>> Begin
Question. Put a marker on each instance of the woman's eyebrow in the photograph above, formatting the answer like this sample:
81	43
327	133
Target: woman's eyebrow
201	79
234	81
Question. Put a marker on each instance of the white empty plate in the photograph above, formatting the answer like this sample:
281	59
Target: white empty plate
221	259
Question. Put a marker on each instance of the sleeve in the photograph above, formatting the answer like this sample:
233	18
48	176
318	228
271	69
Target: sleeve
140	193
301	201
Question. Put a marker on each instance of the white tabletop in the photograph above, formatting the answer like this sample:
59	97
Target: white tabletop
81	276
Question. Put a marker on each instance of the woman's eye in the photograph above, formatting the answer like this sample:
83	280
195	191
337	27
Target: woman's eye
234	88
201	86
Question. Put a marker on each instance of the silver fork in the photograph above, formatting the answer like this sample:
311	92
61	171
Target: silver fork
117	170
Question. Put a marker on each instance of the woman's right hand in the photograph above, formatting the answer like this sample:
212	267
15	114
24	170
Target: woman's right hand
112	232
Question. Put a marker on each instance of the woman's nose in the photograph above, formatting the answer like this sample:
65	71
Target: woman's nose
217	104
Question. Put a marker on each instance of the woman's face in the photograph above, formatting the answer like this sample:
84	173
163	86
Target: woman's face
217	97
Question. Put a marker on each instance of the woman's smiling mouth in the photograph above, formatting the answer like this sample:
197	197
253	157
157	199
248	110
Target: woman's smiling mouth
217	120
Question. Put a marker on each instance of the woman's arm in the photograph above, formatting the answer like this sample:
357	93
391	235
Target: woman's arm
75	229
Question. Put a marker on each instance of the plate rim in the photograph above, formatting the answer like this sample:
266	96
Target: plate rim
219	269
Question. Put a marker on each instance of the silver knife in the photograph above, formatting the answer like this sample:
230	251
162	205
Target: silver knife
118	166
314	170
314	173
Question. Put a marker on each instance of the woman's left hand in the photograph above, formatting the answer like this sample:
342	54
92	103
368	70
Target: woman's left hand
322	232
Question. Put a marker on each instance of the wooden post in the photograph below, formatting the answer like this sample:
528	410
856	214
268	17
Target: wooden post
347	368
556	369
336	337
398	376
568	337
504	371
>> End
>> Begin
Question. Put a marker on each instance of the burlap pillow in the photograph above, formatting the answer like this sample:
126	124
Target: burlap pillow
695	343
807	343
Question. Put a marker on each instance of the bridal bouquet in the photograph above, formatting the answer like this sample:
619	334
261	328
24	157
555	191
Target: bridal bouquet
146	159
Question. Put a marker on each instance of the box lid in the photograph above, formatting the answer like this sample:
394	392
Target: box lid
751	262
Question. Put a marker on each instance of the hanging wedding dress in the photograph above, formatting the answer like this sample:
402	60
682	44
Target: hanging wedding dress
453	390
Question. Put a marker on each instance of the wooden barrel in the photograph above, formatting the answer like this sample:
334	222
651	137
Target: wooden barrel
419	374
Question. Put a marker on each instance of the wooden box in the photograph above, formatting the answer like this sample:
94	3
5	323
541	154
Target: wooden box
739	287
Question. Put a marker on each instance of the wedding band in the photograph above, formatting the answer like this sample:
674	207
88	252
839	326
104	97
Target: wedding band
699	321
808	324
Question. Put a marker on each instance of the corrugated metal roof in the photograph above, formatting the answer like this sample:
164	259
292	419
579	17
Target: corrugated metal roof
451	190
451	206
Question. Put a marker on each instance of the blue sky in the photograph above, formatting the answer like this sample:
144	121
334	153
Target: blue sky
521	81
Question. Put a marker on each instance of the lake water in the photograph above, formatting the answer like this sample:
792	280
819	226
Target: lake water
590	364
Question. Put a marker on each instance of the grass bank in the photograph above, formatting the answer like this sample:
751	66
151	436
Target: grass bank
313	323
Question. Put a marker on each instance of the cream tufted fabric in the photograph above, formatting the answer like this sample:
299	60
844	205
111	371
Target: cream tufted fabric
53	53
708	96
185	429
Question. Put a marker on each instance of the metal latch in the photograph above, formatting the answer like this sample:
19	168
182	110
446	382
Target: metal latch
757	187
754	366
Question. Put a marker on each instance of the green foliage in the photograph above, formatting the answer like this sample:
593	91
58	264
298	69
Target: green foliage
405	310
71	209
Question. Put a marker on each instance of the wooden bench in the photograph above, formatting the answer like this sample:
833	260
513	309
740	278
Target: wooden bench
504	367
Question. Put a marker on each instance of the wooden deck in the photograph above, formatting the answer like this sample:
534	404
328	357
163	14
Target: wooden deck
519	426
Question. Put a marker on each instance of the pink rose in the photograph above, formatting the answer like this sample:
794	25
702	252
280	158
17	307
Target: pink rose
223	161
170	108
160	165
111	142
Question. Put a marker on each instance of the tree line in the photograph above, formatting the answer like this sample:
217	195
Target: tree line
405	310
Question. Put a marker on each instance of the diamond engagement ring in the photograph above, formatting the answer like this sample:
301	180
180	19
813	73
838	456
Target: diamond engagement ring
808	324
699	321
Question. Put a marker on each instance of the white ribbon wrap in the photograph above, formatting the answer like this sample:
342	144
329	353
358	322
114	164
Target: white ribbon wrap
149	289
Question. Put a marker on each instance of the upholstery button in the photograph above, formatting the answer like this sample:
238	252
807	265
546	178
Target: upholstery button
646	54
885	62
>> End
>> Begin
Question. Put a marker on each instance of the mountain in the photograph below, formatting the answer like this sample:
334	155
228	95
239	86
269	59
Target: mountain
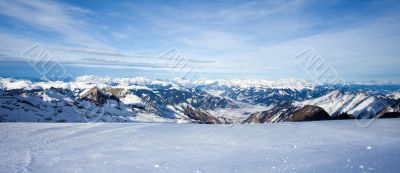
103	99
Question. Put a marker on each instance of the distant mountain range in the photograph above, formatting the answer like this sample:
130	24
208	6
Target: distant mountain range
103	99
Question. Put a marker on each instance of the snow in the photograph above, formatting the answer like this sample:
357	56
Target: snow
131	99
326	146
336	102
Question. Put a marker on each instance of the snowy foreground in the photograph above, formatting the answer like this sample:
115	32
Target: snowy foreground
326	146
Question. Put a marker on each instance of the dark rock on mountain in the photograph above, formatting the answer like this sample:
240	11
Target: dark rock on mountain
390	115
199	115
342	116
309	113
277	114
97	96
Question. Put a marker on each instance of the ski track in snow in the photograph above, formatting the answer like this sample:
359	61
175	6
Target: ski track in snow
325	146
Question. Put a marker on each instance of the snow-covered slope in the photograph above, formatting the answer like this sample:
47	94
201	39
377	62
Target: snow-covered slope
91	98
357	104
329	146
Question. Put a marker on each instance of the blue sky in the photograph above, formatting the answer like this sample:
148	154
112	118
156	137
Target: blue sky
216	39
>> End
**Task**
Locate every line in the entries that contains the word "fork", paying attention to case, and copy each of those lines.

**Response**
Question. Put a marker on each instance of the silver fork in the photograph above, formatting the answer like this sample:
Target: silver fork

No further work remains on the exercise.